(Excerpts from a detection dataset)
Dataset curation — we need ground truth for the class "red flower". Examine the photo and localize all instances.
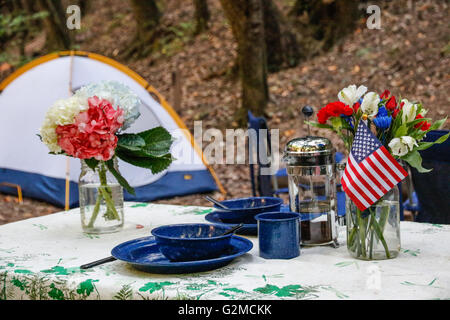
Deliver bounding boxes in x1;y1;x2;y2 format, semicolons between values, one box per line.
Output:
392;102;405;118
317;101;353;124
386;96;397;111
380;90;391;99
317;107;329;124
414;114;431;131
55;97;124;161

§ Exercise details
Express the entries, from their start through the line containing "380;90;391;99", as a two-column CSV with the columns instruction and output, one row per entry. Put each value in a single quoted field with line breaks replaced by spaces, and leave out the pictures.

§ Answer to this exercise
instruction,output
"Dataset curation — we need ground truth for the class ""red flower"". Examine the photo and localize all instances. Deliver bounding boxes in x1;y1;x2;y2 format, semicolons between values, one box per line. Output:","392;102;405;118 317;101;353;124 386;96;397;111 380;90;391;99"